▶ **READING PASSAGE**
Alzheimer’s disease is a progressive condition that steadily worsens over several years. Because the disease affects everyone differently, experts measure its progress in stages. Most experts reference seven stages, though some simplify it to three: mild, moderate, and severe. It can be difficult to place a person in a specific stage because symptoms often overlap. Still, the breakdown works well as a guideline for an individual's progression through the disease.
The pace with which someone with Alzheimer's moves through the stages differs from person to person. Each symptom affects the individual gradually, and not everyone is affected by all of them. On average, an individual with Alzheimer’s lives four to eight years after diagnosis. However, they may live significantly longer, depending on their overall health and various other factors.
Alzheimer’s disease begins before any symptoms become noticeable. People in this stage can function independently and are usually unaware that they have the disease. Individuals can remain here for years or even decades before symptoms become apparent. People with preclinical Alzheimer’s may stay independent if they have no other issues preventing them from doing so.
Advancements in medical imaging have allowed technicians and researchers to identify preclinical Alzheimer’s, which was previously extremely difficult. Imaging techniques search for deposits of the protein amyloid-beta, which interferes with the brain’s communication system and is an indicator of Alzheimer’s disease. Genetic tests can also determine if a person is likely to develop the condition if it runs in their family.
As the disease progresses, people with Alzheimer’s or those close to them may begin to notice mild changes in thinking ability and memory. This may manifest as memory lapses concerning recent events, appointments, or conversations. Other signs that a person is in this stage include forgetting the steps to a task or having difficulty judging how long something will take. While the symptoms are not severe enough to begin affecting daily life, they can be troubling.
Doctors usually diagnose Alzheimer’s once it reaches this stage due to the obvious nature of dementia symptoms. Dementia specifically describes several symptoms that impact memory, social, and thinking abilities and interfere with daily life and relationships. In this stage, people experience:
When Alzheimer’s and dementia worsen, the individual's ability to care for him or herself steadily declines, and they require help with daily activities. Capability continues to deteriorate, with significant changes to cognitive ability. Notably, it is at this point that Alzheimer’s disease affects long-term memory. People in this stage may even fail to recognize close relatives. Reading and writing skills slowly worsen, along with physical coordination, increasing the likelihood of falls.
Perhaps the most noticeable changes in people with Alzheimer’s occur at the moderate stage and involve behavior and personality. Key behavioral signs of this stage include wandering, irritability, and aggression. In many cases, those with Alzheimer’s resist any attempt at caregiving or assistance and may feel that friends, family, or caregivers are stealing from them or trying to harm them. They may also see or hear things that are not there.
As Alzheimer’s progresses from moderate to moderately severe, people with the condition tend to develop signature characteristics over a couple of years:
Alongside these key symptoms, memory worsens, and behavior changes continue. There may be signs of frustration, shame, or continued paranoia.
Later stages of Alzheimer’s largely feature an inability to care for one’s self, often to the point of needing a full-time caregiver. People who progress to this stage can no longer dress or bathe themselves without help. Because of coordination issues, they may also need assistance navigating their home and using the toilet. Due to poor hygiene, infections become more prevalent. They can still speak, but with a significantly smaller vocabulary, and they may be unable to articulate many thoughts or ideas.
This last stage of Alzheimer’s is often the most difficult, not just for the individual with the condition, but for their loved ones, as well. Caring for a person at this stage of Alzheimer’s is extremely challenging, which can lead to family members seeking support services like hospice care. As the individual loses their ability to speak, eat, and drink, these services continue to provide care and comfort. Even as Alzheimer’s diminishes their cognitive ability, people at this stage still benefit from activities like listening to music and having conversations. Support services encourage families to continue interacting with their loved ones, even if they do not seem to respond.

▶ **DATASET**
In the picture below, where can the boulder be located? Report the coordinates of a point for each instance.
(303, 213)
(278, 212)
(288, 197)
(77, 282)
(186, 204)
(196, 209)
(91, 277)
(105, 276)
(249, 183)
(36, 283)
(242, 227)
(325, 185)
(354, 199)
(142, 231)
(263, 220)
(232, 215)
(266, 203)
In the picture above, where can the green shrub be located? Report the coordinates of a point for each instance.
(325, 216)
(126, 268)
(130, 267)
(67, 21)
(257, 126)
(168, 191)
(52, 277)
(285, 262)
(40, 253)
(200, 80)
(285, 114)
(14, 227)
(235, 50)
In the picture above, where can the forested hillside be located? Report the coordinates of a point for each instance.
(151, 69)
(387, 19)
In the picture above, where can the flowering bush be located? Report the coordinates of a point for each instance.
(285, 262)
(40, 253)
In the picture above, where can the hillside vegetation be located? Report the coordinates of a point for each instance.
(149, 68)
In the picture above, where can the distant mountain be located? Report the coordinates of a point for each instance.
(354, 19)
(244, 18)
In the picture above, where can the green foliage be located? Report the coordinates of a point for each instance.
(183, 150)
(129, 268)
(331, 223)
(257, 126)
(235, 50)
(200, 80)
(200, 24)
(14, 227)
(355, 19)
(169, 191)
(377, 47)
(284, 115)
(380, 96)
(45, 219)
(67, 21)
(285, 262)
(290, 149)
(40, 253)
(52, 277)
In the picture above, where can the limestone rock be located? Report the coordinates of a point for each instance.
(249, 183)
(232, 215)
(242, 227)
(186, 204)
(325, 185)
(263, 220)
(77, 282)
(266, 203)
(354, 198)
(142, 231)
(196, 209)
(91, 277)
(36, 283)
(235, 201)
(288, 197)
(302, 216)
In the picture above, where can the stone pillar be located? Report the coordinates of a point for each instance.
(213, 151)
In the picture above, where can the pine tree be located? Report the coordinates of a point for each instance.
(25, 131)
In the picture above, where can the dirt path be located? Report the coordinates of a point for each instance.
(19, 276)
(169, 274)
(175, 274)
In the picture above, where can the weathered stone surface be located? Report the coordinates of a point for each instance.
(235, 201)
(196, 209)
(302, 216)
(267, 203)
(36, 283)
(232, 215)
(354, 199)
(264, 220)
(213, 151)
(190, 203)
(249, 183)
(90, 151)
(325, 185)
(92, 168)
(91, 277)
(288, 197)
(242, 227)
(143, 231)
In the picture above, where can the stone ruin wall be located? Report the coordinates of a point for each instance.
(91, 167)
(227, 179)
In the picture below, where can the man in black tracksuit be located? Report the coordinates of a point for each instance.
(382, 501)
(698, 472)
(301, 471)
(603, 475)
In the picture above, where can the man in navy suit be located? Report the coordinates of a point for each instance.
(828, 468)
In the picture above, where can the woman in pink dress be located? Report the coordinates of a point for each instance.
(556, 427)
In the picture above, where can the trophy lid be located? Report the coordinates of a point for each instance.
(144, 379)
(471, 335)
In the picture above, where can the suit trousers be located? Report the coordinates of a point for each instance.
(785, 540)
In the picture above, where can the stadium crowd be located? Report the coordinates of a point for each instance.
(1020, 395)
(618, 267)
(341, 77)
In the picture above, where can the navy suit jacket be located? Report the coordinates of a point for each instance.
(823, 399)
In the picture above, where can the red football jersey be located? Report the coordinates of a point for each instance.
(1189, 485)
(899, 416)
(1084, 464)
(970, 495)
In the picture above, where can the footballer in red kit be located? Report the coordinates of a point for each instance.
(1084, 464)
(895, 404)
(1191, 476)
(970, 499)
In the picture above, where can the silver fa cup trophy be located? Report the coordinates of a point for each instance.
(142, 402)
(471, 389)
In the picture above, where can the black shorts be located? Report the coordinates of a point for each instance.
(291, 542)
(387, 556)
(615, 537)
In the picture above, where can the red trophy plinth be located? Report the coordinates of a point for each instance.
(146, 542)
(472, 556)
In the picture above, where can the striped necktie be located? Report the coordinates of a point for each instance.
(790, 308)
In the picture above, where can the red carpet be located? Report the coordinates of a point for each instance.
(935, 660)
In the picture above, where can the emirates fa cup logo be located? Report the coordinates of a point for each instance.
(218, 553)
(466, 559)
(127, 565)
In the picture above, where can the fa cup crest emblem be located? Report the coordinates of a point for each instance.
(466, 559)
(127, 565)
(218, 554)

▶ **INSTRUCTIONS TO FOLLOW**
From the article on Alzheimer's stages, copy out word for word the part that opens with the words containing "The pace with" and closes with "from doing so.".

▶ **OUTPUT**
The pace with which someone with Alzheimer's moves through the stages differs from person to person. Each symptom affects the individual gradually, and not everyone is affected by all of them. On average, an individual with Alzheimer’s lives four to eight years after diagnosis. However, they may live significantly longer, depending on their overall health and various other factors.
Alzheimer’s disease begins before any symptoms become noticeable. People in this stage can function independently and are usually unaware that they have the disease. Individuals can remain here for years or even decades before symptoms become apparent. People with preclinical Alzheimer’s may stay independent if they have no other issues preventing them from doing so.